── PAGE EXTRACT ──
Hanna Fenichel Pitkin established four theories of representation in her philosophical writing on this subject:[1]

  1. Formalistic Representation, including:
    1. Authorization
    2. Accountability
  2. Symbolic Representation
  3. Descriptive Representation, and
  4. Substantive Representation

Scientific research addresses some of the preceding forms of representation, but it also distinguishes dyadic and collective forms, which are explained below. Scientific research has also identified several alternative "models" or alternative versions of how dyadic representation might come about, especially including instructed delegate, responsible party, and trustee ones. The goal of scientific research is to develop systematic theory that accounts for the character of collective and dyadic representation and, in the latter case, for the conditions under which these alternative models arise.

Burke[edit]

British politician Edmund Burke in his 1774 Speech to the Electors at Bristol at the Conclusion of the Poll was noted for his articulation of the principles of representation against the notion that elected officials should be delegates who exactly mirror the opinions of the electorate:

It ought to be the happiness and glory of a representative to live in the strictest union, the closest correspondence, and the most unreserved communication with his constituents. Their wishes ought to have great weight with him; their opinion, high respect; their business, unremitting attention. It is his duty to sacrifice his repose, his pleasures, his satisfactions, to theirs; and above all, ever, and in all cases, to prefer their interest to his own. But his unbiased opinion, his mature judgment, his enlightened conscience, he ought not to sacrifice to you, to any man, or to any set of men living. These he does not derive from your pleasure; no, nor from the law and the constitution. They are a trust from Providence, for the abuse of which he is deeply answerable. Your representative owes you, not his industry only, but his judgment; and he betrays, instead of serving you, if he sacrifices it to your opinion.

[2]

Pitkin points out that Burke linked the district's interest with the proper behaviour of its elected official, explaining, "Burke conceives of broad, relatively fixed interest, few in number and clearly defined, of which any group or locality has just one. These interests are largely economic or associated with particular localities whose livelihood they characterize, in his over-all prosperity they involve."[3]

Representation by population[edit]

In this method, elected representatives will be chosen by more or less numerically equivalent blocks of voters. This is not always practical for historical and current political reasons, and sometimes is impractical purely on the basis of logistics, as in regions where travel is difficult and distances are long. The shortened term "rep-by-pop" is used in Britain but is relatively uncommon in U.S.
───
── DATA ENTRIES ──
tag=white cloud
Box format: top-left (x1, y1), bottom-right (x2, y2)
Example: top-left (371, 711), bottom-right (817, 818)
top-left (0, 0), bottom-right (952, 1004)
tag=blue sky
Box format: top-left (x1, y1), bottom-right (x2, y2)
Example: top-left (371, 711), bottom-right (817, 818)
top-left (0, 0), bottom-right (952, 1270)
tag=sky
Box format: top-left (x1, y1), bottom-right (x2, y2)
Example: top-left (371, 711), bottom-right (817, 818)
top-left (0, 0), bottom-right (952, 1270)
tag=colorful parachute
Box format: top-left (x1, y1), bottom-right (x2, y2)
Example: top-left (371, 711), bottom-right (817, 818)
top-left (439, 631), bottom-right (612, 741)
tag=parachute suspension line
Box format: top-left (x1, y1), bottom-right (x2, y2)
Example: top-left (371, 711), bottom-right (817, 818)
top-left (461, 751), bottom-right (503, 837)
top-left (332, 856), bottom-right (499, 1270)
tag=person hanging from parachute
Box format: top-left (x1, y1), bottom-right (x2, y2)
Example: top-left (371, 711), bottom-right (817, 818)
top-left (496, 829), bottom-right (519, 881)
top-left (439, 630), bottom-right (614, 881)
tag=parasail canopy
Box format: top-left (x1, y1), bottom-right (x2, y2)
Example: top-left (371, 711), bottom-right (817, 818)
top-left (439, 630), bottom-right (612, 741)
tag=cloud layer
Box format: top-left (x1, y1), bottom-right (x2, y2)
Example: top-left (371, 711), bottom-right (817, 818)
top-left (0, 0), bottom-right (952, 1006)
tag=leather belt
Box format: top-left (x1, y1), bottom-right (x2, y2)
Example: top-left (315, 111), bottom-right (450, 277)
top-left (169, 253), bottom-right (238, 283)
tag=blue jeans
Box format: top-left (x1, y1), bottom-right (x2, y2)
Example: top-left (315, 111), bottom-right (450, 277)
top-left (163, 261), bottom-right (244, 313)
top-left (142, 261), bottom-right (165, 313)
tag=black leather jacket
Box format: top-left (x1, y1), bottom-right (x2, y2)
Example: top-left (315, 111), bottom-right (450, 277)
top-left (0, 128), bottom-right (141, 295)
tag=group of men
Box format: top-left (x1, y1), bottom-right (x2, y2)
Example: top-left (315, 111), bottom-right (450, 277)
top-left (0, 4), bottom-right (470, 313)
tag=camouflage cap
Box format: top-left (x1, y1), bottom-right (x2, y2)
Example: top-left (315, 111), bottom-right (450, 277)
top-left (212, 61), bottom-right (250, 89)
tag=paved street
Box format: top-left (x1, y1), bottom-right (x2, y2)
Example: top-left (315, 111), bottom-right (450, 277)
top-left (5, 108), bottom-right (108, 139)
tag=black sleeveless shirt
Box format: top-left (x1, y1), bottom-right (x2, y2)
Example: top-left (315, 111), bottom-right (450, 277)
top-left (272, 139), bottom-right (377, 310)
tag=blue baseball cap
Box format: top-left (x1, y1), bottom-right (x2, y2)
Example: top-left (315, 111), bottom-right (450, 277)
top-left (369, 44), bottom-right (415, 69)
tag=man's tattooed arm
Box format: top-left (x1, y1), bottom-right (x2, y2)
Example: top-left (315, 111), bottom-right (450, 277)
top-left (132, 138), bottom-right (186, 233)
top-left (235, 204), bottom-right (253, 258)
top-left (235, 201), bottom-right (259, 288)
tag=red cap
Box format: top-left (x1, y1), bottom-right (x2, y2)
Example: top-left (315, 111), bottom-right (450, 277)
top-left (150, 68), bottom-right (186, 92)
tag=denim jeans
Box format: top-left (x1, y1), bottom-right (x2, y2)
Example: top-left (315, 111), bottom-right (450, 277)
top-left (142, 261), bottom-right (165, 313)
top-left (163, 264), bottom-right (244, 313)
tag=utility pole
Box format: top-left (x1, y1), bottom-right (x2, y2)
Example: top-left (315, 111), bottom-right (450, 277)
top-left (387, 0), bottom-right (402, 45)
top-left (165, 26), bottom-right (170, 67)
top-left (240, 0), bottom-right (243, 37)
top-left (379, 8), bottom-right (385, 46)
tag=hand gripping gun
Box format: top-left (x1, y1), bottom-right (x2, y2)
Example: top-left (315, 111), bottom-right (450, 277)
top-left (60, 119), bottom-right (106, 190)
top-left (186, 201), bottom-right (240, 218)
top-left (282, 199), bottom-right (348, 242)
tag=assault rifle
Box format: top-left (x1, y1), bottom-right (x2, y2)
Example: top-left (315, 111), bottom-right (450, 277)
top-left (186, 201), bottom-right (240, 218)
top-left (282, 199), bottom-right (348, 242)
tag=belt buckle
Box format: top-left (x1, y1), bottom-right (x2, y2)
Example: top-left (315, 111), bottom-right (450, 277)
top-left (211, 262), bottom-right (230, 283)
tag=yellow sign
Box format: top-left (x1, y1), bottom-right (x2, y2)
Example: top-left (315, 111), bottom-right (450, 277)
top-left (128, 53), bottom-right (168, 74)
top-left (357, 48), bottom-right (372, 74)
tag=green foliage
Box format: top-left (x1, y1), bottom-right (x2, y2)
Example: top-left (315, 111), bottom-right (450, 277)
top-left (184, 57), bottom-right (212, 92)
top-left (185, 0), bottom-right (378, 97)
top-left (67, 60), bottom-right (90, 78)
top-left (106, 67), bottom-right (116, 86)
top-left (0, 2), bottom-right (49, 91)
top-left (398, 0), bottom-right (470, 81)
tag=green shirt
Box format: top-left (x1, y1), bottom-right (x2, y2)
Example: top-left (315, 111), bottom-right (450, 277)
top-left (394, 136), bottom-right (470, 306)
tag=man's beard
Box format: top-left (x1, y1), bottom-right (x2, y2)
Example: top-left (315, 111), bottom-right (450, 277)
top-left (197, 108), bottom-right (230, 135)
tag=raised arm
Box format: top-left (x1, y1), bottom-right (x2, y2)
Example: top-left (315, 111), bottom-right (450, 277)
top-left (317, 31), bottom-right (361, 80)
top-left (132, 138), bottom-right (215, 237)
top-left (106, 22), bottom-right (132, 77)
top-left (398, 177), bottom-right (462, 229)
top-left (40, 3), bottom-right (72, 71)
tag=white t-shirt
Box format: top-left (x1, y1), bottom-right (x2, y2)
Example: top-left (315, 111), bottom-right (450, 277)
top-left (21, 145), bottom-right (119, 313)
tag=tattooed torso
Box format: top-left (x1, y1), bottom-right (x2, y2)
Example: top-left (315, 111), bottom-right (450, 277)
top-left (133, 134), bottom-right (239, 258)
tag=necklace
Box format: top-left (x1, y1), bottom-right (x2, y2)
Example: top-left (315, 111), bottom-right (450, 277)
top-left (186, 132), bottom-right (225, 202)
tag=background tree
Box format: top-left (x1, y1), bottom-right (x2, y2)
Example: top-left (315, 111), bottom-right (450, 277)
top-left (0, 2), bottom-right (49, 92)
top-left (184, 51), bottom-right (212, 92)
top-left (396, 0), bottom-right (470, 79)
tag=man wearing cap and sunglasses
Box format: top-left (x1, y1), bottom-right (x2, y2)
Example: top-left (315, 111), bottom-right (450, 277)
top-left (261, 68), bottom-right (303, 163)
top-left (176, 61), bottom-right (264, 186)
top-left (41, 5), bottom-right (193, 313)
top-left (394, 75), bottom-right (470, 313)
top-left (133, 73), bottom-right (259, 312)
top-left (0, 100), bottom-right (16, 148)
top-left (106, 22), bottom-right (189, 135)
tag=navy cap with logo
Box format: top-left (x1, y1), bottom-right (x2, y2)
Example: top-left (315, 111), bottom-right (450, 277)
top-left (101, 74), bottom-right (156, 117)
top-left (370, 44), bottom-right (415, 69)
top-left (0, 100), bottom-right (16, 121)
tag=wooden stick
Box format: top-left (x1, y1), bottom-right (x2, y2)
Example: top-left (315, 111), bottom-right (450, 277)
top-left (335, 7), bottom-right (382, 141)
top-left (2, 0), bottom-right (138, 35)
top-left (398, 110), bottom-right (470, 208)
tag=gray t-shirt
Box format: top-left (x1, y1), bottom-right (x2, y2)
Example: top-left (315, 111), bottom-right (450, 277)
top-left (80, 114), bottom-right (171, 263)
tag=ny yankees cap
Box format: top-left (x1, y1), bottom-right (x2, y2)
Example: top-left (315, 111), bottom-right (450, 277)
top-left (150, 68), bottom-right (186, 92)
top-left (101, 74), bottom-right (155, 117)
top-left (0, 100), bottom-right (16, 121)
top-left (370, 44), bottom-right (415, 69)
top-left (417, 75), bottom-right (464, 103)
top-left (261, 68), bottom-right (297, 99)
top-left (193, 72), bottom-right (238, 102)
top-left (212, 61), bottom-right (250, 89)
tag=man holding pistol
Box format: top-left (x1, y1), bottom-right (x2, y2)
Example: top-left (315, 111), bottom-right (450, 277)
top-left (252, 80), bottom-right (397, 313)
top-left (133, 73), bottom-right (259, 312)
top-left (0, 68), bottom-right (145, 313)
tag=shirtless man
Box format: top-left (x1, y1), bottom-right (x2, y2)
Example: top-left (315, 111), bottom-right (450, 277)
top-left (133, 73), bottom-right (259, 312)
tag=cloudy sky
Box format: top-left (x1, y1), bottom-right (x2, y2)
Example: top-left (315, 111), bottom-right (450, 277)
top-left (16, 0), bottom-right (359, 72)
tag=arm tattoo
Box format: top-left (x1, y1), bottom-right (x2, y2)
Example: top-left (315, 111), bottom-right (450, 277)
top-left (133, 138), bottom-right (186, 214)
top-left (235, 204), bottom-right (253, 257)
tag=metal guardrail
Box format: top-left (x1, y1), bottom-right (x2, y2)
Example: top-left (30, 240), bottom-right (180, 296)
───
WRITTEN TASKS -
A - Which four theories of representation does Hanna Fenichel Pitkin establish, according to the text on political representation above?
B - Can you summarize the text on political representation in two sentences?

SOLUTIONS TO THE TASKS -
A -
1. Formalistic Representation
2. Symbolic Representation
3. Descriptive Representation
4. Substantive Representation

B - Hanna Fenichel Pitkin established four theories of representation (formalistic, symbolic, descriptive and substantive), and scientific research adds a distinction between dyadic and collective forms along with models such as instructed delegate, responsible party and trustee. Edmund Burke argued in his 1774 speech at Bristol that a representative owes his constituents his judgment rather than a mirror of their opinions, while representation by population chooses representatives by roughly equal blocks of voters, though this is not always practical.